(What you have to do)
Quote the material verbatim, starting at the line that contains "Return the segmentation of every instance of the flat" and ending at the line that contains "110), (397, 124)]", with both of those lines included.

(Given data)

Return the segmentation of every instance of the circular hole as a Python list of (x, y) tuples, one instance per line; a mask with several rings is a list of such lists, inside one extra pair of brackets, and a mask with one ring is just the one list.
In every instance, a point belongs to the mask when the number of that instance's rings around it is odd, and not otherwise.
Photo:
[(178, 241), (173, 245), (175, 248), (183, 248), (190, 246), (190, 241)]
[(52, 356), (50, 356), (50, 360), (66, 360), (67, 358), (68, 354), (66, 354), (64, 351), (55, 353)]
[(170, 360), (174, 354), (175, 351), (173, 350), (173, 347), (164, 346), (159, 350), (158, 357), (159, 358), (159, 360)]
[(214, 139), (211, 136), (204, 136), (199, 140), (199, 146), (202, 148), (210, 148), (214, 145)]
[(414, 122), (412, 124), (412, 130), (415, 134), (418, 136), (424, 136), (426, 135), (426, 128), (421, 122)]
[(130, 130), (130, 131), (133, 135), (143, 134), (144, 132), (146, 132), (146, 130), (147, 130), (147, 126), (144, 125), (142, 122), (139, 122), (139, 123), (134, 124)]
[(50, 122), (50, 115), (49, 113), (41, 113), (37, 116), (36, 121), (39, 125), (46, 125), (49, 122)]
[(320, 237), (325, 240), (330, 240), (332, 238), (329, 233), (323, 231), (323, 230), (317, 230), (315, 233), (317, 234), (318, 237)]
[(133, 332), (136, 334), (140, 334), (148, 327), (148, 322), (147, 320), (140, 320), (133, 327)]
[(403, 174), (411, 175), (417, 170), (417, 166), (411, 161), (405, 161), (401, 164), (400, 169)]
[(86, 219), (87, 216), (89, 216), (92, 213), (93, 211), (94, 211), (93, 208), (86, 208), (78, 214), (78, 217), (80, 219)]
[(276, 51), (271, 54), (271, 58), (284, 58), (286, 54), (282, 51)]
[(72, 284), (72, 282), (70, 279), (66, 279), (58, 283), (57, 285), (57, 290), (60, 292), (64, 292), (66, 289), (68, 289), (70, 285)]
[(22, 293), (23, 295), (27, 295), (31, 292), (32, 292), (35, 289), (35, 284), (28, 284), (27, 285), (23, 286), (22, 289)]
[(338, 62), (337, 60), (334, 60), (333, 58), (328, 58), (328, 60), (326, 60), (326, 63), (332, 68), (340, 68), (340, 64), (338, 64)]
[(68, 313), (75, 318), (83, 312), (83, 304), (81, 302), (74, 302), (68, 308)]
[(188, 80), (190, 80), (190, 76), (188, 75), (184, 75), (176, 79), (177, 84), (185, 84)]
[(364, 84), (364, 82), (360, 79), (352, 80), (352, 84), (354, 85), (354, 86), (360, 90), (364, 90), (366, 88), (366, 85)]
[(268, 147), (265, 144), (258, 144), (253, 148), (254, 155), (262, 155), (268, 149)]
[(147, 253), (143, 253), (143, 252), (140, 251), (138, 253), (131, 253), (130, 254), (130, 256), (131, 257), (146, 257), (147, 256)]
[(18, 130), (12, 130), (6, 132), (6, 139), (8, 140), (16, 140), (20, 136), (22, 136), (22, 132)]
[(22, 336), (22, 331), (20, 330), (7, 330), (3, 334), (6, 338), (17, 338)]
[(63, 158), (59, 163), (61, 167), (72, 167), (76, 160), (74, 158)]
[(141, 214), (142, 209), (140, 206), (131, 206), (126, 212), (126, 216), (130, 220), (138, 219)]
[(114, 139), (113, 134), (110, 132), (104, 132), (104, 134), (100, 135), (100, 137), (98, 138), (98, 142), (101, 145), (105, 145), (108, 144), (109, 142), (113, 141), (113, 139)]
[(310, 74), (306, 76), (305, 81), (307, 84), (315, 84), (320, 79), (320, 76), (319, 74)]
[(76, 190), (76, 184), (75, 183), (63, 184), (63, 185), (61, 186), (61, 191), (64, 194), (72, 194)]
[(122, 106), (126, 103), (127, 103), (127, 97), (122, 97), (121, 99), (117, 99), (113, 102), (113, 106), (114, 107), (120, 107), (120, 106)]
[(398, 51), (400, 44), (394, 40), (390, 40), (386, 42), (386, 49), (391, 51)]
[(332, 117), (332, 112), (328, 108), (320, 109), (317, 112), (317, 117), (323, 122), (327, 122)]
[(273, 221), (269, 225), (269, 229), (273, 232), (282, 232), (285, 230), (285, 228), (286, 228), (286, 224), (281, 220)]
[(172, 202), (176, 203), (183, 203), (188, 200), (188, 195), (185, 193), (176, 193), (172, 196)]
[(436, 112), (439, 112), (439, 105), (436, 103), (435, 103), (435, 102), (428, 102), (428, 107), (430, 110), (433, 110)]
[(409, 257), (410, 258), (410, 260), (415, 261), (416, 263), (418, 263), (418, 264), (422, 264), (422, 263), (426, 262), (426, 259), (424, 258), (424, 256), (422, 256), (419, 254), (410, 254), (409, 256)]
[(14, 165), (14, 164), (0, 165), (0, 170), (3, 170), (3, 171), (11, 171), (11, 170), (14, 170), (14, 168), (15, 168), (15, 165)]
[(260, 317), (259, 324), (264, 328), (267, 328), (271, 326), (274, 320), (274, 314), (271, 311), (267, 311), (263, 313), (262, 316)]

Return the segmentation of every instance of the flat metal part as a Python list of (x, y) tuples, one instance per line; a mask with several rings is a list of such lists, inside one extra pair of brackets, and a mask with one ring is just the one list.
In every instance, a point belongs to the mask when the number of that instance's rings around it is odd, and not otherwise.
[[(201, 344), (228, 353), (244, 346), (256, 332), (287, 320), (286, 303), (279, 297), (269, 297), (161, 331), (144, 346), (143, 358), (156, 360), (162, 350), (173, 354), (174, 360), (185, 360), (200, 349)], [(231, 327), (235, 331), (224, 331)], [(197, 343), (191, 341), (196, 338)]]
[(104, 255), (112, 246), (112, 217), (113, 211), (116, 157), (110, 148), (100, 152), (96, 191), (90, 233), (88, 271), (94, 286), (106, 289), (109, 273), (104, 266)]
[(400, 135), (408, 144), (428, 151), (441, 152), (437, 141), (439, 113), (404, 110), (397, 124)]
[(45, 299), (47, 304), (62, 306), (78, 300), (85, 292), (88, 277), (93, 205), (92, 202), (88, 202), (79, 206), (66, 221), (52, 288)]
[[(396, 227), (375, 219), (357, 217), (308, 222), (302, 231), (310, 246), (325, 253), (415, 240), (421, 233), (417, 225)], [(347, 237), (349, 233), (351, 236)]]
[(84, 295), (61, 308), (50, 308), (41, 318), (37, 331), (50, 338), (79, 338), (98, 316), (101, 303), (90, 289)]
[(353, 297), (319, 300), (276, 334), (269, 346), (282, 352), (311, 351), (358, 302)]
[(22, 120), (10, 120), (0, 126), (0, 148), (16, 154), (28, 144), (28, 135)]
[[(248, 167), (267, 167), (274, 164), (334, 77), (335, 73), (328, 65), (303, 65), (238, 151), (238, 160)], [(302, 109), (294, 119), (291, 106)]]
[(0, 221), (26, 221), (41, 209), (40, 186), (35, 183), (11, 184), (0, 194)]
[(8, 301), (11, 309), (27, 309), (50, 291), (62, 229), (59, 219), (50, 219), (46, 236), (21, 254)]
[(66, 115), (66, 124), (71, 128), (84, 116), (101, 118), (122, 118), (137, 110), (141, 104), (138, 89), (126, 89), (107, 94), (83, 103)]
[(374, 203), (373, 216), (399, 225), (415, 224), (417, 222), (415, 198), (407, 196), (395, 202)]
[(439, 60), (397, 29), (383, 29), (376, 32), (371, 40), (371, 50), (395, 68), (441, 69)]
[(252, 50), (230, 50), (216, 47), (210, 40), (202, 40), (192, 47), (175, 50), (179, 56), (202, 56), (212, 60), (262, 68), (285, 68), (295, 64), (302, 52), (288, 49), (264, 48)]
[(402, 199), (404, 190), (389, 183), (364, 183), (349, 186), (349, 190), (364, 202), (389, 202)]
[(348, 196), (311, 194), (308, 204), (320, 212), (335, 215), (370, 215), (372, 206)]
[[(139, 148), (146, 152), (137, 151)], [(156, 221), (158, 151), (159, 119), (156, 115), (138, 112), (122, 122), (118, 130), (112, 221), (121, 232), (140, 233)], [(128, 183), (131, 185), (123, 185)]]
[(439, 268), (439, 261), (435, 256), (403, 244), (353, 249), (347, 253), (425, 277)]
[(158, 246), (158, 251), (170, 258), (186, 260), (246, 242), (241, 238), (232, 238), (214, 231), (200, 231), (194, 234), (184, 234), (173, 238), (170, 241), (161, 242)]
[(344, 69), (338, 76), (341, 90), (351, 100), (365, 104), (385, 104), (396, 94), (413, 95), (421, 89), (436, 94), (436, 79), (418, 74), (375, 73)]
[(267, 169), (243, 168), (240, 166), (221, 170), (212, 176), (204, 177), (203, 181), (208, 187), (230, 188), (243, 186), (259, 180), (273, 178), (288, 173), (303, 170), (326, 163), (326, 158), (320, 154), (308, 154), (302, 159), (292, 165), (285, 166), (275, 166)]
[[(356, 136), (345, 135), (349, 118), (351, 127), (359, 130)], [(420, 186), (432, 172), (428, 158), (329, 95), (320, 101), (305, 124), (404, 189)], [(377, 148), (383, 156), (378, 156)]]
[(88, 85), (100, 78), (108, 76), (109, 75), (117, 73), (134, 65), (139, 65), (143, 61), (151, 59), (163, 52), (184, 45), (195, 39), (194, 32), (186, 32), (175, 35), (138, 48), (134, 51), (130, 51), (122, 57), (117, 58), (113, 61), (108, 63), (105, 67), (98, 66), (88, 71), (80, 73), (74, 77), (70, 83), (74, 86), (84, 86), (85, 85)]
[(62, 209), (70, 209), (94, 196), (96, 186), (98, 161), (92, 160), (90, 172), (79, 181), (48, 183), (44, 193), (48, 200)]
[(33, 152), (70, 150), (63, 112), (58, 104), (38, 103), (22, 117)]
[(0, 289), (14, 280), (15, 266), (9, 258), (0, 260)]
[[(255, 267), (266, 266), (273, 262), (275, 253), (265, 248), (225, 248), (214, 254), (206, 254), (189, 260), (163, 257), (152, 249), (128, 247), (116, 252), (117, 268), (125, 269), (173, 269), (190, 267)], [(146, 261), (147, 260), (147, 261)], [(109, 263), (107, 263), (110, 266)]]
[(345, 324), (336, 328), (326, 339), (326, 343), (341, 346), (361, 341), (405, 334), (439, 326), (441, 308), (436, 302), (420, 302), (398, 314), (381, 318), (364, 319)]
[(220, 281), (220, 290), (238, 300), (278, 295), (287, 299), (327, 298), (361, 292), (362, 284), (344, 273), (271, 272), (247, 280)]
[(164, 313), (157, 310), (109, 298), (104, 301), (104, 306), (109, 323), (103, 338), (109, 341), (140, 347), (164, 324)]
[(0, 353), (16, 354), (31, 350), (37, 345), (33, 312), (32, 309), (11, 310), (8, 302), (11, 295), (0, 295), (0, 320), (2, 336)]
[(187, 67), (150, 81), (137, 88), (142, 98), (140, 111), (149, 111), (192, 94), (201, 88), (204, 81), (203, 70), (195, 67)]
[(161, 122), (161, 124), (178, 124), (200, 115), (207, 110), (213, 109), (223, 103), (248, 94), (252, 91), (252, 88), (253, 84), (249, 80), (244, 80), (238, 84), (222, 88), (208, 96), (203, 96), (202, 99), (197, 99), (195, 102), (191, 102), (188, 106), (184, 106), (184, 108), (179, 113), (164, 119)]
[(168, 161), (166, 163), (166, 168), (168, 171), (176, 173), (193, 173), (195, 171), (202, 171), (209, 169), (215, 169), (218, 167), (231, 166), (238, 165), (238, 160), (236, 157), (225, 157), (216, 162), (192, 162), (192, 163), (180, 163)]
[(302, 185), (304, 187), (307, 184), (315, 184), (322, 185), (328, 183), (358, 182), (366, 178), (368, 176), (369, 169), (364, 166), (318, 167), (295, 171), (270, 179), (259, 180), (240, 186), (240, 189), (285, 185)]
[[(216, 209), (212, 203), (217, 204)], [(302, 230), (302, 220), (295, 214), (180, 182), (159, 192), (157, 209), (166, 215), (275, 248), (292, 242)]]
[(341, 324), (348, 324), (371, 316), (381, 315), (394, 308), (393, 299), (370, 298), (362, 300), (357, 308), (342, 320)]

(Correct response)
Return the segmentation of every instance of the flat metal part as a Python list of (x, y) tuples, one instance per line; a mask with several rings is a list of such lists, inside one extra pair of brackets, and a mask with one ring is just the one list.
In every instance, a point belongs to the mask when the number of that instance's rings around it is odd, and not otherwise.
[[(201, 344), (228, 353), (244, 346), (256, 332), (287, 320), (286, 303), (279, 297), (269, 297), (161, 331), (144, 346), (143, 358), (156, 360), (162, 350), (173, 354), (174, 360), (185, 360), (200, 349)], [(231, 327), (235, 331), (224, 331)], [(197, 343), (191, 341), (196, 338)]]
[(104, 255), (112, 246), (112, 217), (113, 211), (116, 157), (110, 148), (100, 152), (96, 191), (90, 233), (88, 271), (94, 286), (106, 289), (109, 273), (104, 266)]
[(400, 135), (408, 144), (428, 151), (441, 152), (437, 141), (439, 113), (404, 110), (397, 124)]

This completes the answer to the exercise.